◆ GIVEN DATA ◆
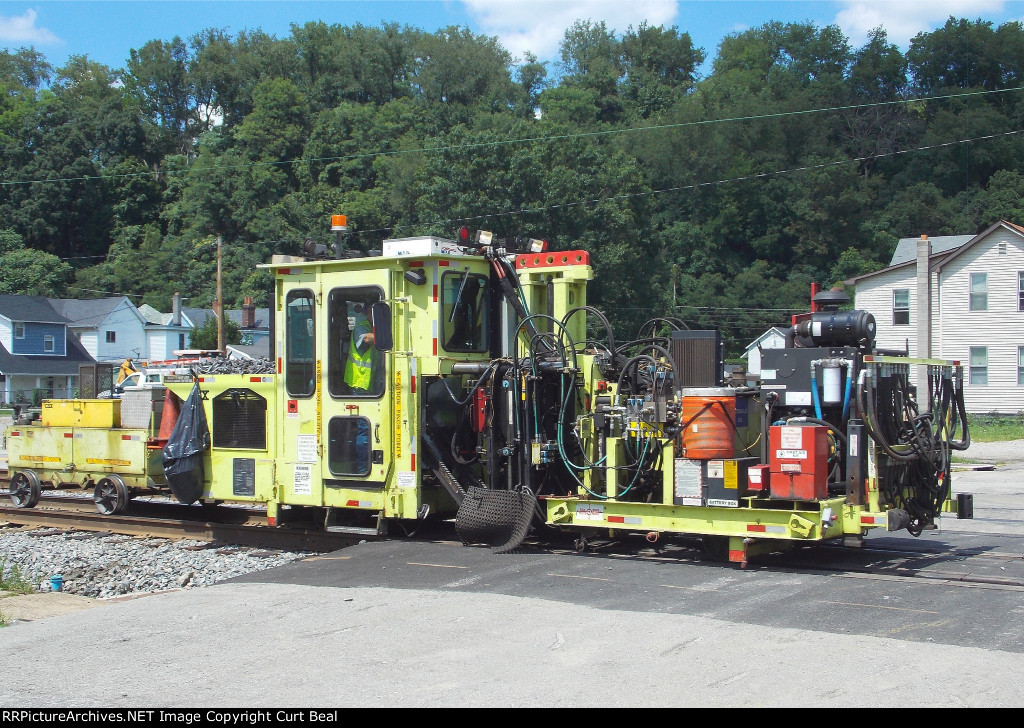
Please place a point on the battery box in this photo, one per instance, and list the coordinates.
(720, 482)
(798, 459)
(727, 480)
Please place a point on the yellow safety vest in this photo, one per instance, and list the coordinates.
(358, 369)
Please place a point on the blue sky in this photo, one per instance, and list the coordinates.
(108, 30)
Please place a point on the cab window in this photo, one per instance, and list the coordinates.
(348, 445)
(355, 367)
(300, 362)
(464, 311)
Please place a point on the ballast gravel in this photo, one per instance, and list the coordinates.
(104, 565)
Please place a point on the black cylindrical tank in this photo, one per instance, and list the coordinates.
(839, 329)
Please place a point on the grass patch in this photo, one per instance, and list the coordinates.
(13, 580)
(996, 428)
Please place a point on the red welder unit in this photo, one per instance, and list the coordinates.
(798, 459)
(478, 416)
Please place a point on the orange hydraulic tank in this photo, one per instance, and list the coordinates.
(709, 423)
(168, 418)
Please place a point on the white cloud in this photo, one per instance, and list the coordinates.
(538, 26)
(22, 30)
(905, 18)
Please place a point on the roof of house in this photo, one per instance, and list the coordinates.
(154, 316)
(906, 249)
(259, 350)
(45, 366)
(944, 254)
(774, 330)
(30, 308)
(981, 236)
(199, 316)
(87, 312)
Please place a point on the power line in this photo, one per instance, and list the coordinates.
(520, 140)
(694, 185)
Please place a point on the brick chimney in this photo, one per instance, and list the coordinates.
(248, 313)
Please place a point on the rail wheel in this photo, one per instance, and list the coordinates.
(24, 489)
(111, 496)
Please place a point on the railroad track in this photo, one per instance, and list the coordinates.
(918, 561)
(171, 520)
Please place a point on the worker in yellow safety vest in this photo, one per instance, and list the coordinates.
(361, 353)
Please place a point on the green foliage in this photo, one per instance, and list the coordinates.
(30, 272)
(995, 428)
(716, 200)
(205, 335)
(13, 579)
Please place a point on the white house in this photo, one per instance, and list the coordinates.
(957, 298)
(774, 338)
(166, 333)
(110, 329)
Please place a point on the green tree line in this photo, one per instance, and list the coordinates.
(715, 199)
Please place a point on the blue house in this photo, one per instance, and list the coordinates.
(38, 358)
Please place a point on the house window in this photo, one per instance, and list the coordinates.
(901, 306)
(979, 292)
(979, 365)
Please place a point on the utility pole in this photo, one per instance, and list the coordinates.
(220, 303)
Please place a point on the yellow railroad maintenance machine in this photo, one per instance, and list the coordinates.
(469, 379)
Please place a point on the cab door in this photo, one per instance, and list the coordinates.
(356, 425)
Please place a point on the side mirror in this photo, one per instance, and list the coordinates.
(380, 318)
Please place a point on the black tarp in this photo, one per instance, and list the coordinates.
(183, 452)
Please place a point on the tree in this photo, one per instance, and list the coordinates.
(205, 336)
(30, 272)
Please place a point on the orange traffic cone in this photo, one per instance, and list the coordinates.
(169, 417)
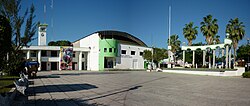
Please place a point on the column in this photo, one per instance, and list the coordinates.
(193, 58)
(227, 56)
(183, 58)
(39, 59)
(204, 57)
(60, 57)
(229, 61)
(213, 58)
(28, 54)
(80, 61)
(222, 54)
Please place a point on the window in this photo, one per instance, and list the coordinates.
(141, 53)
(74, 54)
(123, 51)
(110, 49)
(53, 53)
(43, 53)
(132, 52)
(33, 54)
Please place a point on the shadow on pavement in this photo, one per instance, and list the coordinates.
(61, 102)
(91, 73)
(48, 76)
(59, 88)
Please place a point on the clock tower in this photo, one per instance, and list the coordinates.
(42, 28)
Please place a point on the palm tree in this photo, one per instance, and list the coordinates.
(217, 39)
(190, 32)
(236, 32)
(209, 28)
(174, 43)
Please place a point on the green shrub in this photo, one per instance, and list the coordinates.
(246, 75)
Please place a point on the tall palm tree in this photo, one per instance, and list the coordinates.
(209, 28)
(217, 39)
(174, 43)
(236, 32)
(190, 32)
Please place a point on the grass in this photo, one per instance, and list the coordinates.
(6, 83)
(199, 69)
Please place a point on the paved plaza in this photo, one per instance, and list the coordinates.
(126, 88)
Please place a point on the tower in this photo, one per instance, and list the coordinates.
(42, 28)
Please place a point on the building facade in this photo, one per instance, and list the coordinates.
(96, 52)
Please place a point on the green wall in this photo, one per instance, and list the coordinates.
(107, 43)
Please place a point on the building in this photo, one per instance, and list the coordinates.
(98, 51)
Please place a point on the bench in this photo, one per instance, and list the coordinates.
(22, 84)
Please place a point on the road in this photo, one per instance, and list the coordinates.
(127, 88)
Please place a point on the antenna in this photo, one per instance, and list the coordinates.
(169, 25)
(52, 18)
(44, 10)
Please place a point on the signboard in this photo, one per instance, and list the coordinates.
(66, 58)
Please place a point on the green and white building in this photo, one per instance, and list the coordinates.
(96, 52)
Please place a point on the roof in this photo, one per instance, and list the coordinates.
(119, 35)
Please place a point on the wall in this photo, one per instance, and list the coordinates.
(129, 61)
(92, 42)
(107, 43)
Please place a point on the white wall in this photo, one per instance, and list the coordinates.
(129, 61)
(92, 42)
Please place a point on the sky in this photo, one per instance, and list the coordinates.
(144, 19)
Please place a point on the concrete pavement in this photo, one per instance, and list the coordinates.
(63, 88)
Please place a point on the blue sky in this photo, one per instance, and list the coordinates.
(145, 19)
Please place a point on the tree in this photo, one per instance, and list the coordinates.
(217, 39)
(190, 32)
(174, 43)
(236, 32)
(244, 52)
(60, 43)
(209, 28)
(11, 10)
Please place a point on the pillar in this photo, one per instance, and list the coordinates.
(28, 54)
(213, 58)
(183, 58)
(204, 57)
(193, 58)
(227, 56)
(222, 54)
(80, 61)
(229, 61)
(60, 62)
(39, 60)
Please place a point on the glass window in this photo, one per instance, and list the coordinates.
(123, 51)
(53, 53)
(132, 52)
(141, 53)
(33, 54)
(43, 53)
(74, 54)
(110, 49)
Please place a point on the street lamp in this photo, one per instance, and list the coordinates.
(227, 35)
(248, 41)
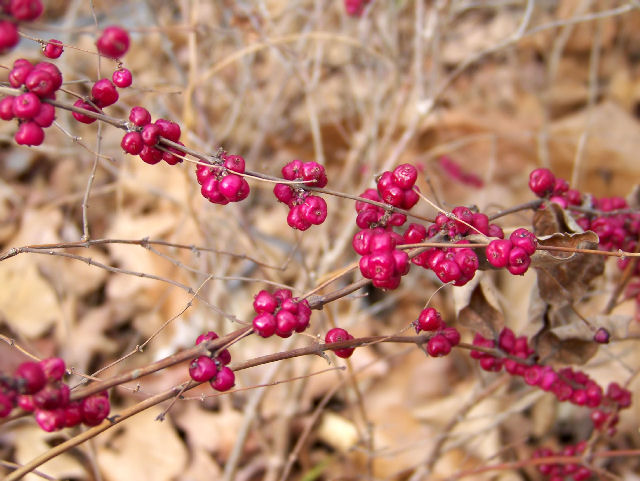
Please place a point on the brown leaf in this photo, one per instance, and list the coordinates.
(478, 308)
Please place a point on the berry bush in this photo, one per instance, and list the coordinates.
(307, 240)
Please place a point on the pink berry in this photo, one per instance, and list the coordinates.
(122, 78)
(6, 108)
(438, 346)
(337, 334)
(285, 323)
(169, 130)
(104, 93)
(80, 117)
(525, 239)
(202, 369)
(50, 420)
(151, 155)
(519, 261)
(52, 70)
(95, 409)
(234, 163)
(541, 182)
(429, 320)
(19, 72)
(53, 48)
(405, 176)
(140, 116)
(132, 143)
(40, 82)
(26, 10)
(9, 37)
(29, 133)
(601, 336)
(314, 210)
(31, 377)
(151, 134)
(224, 380)
(497, 252)
(265, 324)
(264, 302)
(26, 106)
(114, 42)
(45, 116)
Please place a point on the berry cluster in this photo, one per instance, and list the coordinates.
(445, 337)
(381, 261)
(337, 334)
(219, 184)
(280, 313)
(16, 11)
(561, 472)
(566, 384)
(354, 8)
(305, 210)
(213, 370)
(38, 387)
(33, 113)
(144, 136)
(513, 253)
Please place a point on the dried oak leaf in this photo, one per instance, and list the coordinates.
(564, 277)
(478, 308)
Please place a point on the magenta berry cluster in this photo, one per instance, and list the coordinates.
(220, 185)
(381, 261)
(566, 384)
(354, 8)
(30, 108)
(15, 11)
(113, 42)
(38, 387)
(444, 337)
(280, 313)
(305, 209)
(210, 369)
(337, 334)
(513, 253)
(563, 472)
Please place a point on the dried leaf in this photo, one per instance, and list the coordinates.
(478, 308)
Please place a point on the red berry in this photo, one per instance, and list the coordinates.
(601, 336)
(519, 261)
(542, 182)
(80, 117)
(53, 48)
(265, 324)
(132, 143)
(26, 10)
(122, 78)
(202, 369)
(498, 252)
(104, 93)
(31, 376)
(405, 176)
(50, 420)
(429, 320)
(338, 334)
(40, 82)
(224, 380)
(114, 42)
(140, 116)
(26, 106)
(46, 115)
(29, 133)
(8, 35)
(438, 346)
(95, 409)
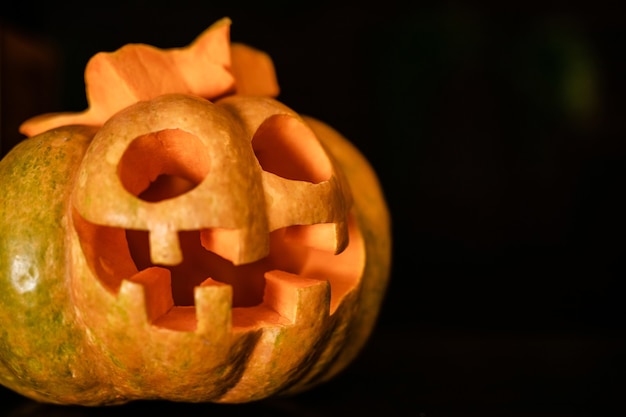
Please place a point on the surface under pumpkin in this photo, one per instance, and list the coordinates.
(190, 240)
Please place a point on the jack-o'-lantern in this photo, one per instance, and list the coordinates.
(188, 237)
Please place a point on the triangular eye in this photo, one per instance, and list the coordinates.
(285, 146)
(163, 164)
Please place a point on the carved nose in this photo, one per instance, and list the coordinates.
(171, 164)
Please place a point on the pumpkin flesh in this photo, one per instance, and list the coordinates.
(209, 249)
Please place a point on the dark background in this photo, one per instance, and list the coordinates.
(498, 136)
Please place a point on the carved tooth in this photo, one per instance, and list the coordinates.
(328, 237)
(295, 297)
(157, 286)
(145, 296)
(240, 246)
(214, 309)
(165, 246)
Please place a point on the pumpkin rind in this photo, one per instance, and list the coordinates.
(87, 326)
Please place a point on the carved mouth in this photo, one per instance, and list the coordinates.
(175, 269)
(116, 256)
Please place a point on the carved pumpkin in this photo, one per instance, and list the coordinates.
(170, 244)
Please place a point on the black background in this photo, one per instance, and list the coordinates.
(498, 136)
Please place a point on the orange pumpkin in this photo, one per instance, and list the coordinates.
(187, 237)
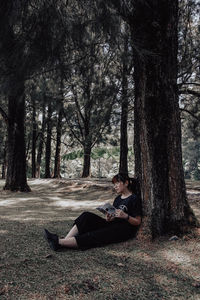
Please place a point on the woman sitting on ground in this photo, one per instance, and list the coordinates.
(90, 230)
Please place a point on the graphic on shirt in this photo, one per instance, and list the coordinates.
(123, 207)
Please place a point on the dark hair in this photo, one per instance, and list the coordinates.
(133, 183)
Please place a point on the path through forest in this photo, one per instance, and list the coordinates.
(135, 269)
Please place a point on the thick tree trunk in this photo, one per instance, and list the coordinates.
(158, 152)
(16, 172)
(34, 133)
(48, 144)
(58, 144)
(41, 140)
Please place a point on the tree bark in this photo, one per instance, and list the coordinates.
(41, 140)
(87, 158)
(4, 165)
(123, 165)
(34, 132)
(58, 144)
(48, 143)
(16, 172)
(158, 154)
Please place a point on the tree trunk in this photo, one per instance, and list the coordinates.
(87, 158)
(16, 172)
(4, 165)
(123, 165)
(34, 132)
(158, 151)
(48, 143)
(58, 144)
(41, 140)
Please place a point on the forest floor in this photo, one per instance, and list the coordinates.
(163, 269)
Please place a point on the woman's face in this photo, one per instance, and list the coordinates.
(120, 187)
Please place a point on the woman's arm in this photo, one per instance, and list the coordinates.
(135, 221)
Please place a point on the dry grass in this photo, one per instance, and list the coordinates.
(132, 270)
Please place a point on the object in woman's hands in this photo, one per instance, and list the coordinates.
(107, 208)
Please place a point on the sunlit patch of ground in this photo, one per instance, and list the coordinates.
(131, 270)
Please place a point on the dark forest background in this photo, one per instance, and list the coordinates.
(77, 70)
(90, 88)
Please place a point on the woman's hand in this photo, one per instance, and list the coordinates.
(109, 217)
(120, 214)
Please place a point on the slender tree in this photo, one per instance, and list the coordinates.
(158, 155)
(23, 51)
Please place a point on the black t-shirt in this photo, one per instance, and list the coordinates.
(130, 205)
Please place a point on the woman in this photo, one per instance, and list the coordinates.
(90, 230)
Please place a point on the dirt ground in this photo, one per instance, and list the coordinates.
(163, 269)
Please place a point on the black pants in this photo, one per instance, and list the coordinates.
(95, 231)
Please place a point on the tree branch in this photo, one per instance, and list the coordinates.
(189, 91)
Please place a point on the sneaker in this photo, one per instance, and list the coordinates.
(52, 240)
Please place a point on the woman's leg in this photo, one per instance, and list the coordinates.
(73, 232)
(69, 242)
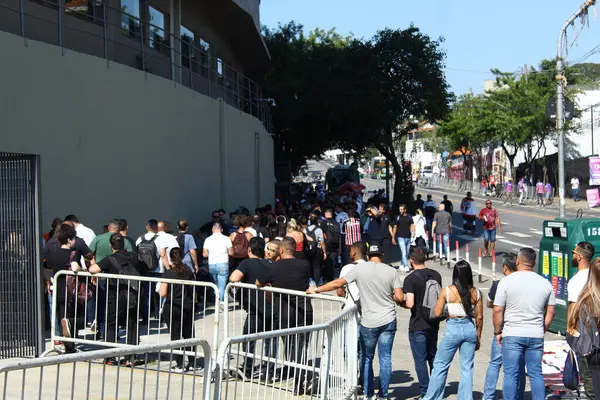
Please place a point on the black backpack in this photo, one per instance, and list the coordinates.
(331, 233)
(128, 269)
(181, 242)
(148, 254)
(312, 247)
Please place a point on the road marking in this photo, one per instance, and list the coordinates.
(517, 244)
(518, 234)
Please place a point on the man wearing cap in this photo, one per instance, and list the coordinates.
(429, 209)
(380, 288)
(580, 259)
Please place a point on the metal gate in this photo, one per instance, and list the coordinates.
(20, 262)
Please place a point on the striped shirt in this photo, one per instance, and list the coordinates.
(352, 228)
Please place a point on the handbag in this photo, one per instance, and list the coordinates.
(588, 339)
(571, 372)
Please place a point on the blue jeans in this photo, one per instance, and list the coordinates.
(445, 243)
(383, 337)
(491, 378)
(423, 345)
(515, 351)
(460, 334)
(404, 244)
(219, 274)
(57, 328)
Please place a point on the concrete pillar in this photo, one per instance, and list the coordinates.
(223, 153)
(175, 39)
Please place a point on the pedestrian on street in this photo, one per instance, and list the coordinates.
(581, 259)
(491, 221)
(442, 228)
(380, 288)
(575, 188)
(509, 265)
(539, 188)
(463, 332)
(429, 208)
(583, 320)
(448, 204)
(521, 185)
(402, 233)
(524, 308)
(468, 210)
(422, 331)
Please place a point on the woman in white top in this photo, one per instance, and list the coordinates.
(463, 331)
(420, 238)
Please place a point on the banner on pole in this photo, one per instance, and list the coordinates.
(594, 170)
(593, 196)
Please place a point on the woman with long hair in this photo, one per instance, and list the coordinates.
(463, 331)
(585, 312)
(179, 307)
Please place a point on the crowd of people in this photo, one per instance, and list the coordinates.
(321, 242)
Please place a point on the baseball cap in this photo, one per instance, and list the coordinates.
(374, 250)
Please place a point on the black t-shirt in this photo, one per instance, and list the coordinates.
(292, 274)
(448, 206)
(403, 223)
(415, 284)
(79, 249)
(121, 257)
(379, 227)
(254, 269)
(180, 294)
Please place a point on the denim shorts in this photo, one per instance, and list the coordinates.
(489, 235)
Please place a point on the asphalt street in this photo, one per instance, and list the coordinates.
(521, 225)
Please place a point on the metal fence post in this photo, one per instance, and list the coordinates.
(104, 34)
(59, 5)
(142, 47)
(22, 18)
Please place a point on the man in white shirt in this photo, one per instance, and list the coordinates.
(575, 188)
(218, 248)
(581, 259)
(82, 231)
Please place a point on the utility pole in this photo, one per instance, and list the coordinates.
(560, 107)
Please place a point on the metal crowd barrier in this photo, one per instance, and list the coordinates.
(310, 360)
(239, 297)
(106, 310)
(85, 375)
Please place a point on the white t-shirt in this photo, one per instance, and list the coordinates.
(217, 245)
(85, 233)
(574, 183)
(576, 284)
(163, 241)
(352, 288)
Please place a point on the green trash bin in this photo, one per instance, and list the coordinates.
(554, 262)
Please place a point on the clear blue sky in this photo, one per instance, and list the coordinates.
(479, 34)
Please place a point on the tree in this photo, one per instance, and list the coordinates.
(335, 91)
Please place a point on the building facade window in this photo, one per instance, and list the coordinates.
(130, 18)
(189, 58)
(157, 35)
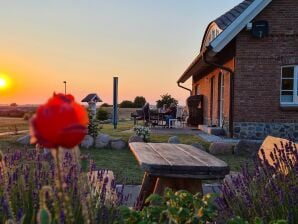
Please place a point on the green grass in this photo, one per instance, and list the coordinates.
(8, 124)
(122, 162)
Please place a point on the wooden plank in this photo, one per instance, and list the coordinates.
(178, 160)
(186, 155)
(145, 154)
(192, 185)
(147, 188)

◆ REQUIREMENT ◆
Nothing but the lines from the line containing "Please place a point on the denim" through the last line of the records above is to be extracted, exactly and with no pictures.

◆ CORRECT OUTPUT ◆
Please place a point on the denim shorts in this photo, one per instance, and list the coordinates.
(489, 235)
Please place a point on the asphalt street in this photo, one per instance, and list the coordinates.
(521, 225)
Please place a point on the metal fence post in this photo, one per instance, and list the coordinates.
(104, 34)
(59, 5)
(142, 47)
(22, 18)
Please place a point on the man in white shirt in this photo, one per instance, and list the coordinates.
(575, 188)
(218, 248)
(581, 259)
(82, 231)
Please place a point on the utility pole in this photo, one per instance, and list the coordinates.
(560, 107)
Please place a point on the metal crowd barrier in this photo, one per instance, and list the coordinates.
(310, 360)
(239, 297)
(106, 310)
(85, 375)
Please place a point on the white t-shirt in this photo, one per instance, and list the coordinates.
(217, 245)
(85, 233)
(574, 183)
(576, 284)
(163, 241)
(352, 288)
Please place a point on the green trash bin in this photo, one per instance, and list the coordinates.
(554, 262)
Please place a point on the clear blue sky in this photo, one per instance, and list the coordinates.
(479, 34)
Please place a point on the tree in this photo, one per instance, and list the coordinates.
(335, 91)
Please place a point on the building facade window in this photo, one per instance, and list the coordinates.
(130, 18)
(189, 58)
(157, 35)
Please place a point on the green grass in this photo, one per instance, and list the coordinates.
(8, 124)
(122, 162)
Please place a point on the wooden plank in this photo, one per instance, and list the coordinates.
(178, 160)
(186, 155)
(145, 154)
(192, 185)
(147, 188)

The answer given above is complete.